EXERCISE MATERIALS Block Start
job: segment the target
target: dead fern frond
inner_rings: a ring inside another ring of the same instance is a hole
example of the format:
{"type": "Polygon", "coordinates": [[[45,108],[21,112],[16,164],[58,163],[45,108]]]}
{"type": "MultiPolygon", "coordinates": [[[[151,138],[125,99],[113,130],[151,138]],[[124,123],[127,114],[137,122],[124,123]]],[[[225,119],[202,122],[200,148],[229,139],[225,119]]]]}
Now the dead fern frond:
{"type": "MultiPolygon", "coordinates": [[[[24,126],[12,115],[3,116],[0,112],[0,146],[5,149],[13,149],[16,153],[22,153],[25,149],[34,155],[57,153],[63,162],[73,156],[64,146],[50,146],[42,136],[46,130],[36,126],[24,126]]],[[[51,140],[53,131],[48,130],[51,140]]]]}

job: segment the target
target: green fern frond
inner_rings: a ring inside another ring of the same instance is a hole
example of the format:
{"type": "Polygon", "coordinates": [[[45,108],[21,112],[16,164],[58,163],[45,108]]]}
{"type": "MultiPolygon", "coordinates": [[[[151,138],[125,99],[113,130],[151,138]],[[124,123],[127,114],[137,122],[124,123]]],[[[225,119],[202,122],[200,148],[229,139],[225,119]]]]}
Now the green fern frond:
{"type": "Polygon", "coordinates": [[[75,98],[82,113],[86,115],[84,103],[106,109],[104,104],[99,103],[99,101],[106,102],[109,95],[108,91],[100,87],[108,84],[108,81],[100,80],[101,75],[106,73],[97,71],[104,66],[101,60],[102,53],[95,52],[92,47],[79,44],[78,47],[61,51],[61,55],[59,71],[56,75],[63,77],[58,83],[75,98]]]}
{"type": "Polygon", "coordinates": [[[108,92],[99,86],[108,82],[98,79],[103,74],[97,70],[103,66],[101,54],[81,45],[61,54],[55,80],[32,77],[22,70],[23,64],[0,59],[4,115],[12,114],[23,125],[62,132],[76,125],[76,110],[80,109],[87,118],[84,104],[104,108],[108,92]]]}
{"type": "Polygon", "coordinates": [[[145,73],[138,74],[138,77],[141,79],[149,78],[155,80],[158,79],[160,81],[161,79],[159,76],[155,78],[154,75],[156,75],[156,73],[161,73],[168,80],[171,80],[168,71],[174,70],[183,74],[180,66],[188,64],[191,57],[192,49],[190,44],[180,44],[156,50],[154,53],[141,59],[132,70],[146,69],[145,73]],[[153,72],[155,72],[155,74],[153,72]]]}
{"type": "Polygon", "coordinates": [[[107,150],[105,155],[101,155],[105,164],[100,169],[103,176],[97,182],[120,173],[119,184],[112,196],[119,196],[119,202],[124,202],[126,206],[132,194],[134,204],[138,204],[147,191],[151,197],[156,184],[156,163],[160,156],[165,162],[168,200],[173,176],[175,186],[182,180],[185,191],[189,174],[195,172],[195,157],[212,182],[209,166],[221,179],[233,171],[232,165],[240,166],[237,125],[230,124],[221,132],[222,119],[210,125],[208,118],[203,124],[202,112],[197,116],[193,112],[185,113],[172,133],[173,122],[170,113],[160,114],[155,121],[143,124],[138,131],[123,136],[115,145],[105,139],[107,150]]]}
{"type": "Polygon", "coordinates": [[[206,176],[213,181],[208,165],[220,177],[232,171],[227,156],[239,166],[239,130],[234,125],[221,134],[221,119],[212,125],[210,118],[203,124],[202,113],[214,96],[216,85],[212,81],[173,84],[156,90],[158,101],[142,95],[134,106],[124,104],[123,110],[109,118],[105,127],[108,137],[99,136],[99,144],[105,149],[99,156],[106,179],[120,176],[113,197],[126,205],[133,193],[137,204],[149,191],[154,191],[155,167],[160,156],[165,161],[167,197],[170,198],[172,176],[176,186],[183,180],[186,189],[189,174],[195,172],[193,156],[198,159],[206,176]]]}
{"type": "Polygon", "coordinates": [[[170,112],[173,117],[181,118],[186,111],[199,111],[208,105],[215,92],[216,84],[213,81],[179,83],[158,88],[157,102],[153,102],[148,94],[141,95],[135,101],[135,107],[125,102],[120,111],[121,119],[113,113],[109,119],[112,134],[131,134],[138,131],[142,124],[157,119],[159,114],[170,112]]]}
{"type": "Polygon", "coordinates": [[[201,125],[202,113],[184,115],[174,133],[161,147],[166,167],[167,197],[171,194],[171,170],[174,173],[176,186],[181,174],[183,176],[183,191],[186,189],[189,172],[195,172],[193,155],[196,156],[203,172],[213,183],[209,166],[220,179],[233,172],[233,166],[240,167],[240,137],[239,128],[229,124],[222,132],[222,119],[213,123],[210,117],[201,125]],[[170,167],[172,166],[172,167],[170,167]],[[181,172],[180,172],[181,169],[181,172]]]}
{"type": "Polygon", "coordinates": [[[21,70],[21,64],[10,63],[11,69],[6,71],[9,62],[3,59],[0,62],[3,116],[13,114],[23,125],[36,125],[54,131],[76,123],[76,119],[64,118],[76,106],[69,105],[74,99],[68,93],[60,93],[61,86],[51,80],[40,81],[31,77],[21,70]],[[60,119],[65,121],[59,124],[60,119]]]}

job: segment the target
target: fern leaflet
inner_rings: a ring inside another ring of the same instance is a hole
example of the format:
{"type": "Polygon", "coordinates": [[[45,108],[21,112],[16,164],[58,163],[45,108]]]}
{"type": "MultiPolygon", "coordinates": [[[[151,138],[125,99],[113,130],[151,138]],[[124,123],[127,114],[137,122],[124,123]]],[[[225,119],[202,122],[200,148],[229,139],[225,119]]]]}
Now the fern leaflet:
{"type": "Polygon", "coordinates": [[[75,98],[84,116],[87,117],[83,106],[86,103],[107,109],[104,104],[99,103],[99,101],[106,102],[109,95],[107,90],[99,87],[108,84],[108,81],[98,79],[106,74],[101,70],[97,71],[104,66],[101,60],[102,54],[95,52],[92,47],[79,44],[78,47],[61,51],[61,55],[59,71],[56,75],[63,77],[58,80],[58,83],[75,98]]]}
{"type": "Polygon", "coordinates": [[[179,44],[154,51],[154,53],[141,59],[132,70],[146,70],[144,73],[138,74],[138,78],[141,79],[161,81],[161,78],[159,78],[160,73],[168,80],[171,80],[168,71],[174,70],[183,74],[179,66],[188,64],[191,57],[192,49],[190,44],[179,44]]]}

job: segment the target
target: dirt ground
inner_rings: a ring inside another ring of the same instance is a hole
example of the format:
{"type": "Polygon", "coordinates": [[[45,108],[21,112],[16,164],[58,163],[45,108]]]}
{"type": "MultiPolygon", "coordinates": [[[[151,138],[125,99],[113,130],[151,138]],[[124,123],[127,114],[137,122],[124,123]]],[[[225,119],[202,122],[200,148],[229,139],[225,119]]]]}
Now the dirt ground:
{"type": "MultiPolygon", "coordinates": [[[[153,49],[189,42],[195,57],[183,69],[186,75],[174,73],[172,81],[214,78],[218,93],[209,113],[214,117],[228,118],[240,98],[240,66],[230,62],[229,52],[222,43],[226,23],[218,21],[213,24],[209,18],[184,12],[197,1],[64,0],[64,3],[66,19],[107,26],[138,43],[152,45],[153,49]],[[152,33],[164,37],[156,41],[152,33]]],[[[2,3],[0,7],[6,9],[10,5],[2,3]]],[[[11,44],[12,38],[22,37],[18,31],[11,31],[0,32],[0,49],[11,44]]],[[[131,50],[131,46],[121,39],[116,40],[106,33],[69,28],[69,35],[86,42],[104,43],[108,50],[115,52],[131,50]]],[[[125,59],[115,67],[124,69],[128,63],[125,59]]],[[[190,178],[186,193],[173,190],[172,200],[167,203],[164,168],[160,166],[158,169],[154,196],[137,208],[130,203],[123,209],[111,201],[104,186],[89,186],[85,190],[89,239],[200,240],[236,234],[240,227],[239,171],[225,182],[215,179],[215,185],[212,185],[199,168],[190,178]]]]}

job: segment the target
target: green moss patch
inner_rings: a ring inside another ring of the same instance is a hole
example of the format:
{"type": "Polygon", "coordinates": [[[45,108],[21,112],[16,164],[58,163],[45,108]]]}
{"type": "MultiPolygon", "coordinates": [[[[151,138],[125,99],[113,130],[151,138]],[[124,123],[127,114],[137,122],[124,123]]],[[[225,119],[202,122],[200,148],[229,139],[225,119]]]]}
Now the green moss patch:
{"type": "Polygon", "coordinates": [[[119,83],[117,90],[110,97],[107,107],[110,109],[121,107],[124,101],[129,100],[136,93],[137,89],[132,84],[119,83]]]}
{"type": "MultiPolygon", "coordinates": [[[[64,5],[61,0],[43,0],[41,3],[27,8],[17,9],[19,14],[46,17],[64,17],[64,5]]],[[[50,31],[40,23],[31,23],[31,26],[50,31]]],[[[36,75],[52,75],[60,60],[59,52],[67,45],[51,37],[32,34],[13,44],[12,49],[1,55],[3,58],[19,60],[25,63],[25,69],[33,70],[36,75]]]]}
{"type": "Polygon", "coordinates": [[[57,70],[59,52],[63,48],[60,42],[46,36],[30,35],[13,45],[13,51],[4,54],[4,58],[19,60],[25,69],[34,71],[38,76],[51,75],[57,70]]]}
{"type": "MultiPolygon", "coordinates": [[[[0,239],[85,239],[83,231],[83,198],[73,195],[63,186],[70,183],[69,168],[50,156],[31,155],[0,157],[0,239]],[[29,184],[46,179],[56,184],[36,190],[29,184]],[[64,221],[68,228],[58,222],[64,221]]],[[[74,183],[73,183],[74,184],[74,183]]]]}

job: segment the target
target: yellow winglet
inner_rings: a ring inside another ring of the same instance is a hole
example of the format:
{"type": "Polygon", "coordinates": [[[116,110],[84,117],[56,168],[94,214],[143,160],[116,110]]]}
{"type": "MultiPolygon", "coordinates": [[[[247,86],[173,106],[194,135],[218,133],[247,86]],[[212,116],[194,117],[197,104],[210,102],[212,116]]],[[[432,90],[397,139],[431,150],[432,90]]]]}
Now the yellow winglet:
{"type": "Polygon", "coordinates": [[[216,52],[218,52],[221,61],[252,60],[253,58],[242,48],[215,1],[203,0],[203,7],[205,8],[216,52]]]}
EXERCISE MATERIALS Block End
WORK TO BE COMPLETED:
Look back at the data above. Transcribe exactly the lines starting at the line that contains "Now the fern" and ending at the line that contains "target: dirt ground".

RESULT:
Now the fern leaflet:
{"type": "Polygon", "coordinates": [[[75,98],[84,116],[87,117],[83,106],[86,103],[107,109],[104,104],[99,103],[99,101],[106,102],[109,95],[107,90],[99,87],[108,84],[108,81],[98,79],[106,74],[101,70],[97,71],[104,66],[101,60],[102,54],[95,52],[92,47],[79,44],[78,47],[61,51],[61,55],[59,71],[56,75],[63,77],[58,80],[58,83],[75,98]]]}
{"type": "Polygon", "coordinates": [[[179,44],[154,51],[154,53],[141,59],[132,70],[146,70],[144,73],[138,74],[138,78],[141,79],[161,81],[161,78],[159,78],[160,73],[168,80],[171,80],[168,71],[174,70],[183,74],[179,66],[188,64],[191,57],[192,49],[190,44],[179,44]]]}

job: segment the target
target: dirt ground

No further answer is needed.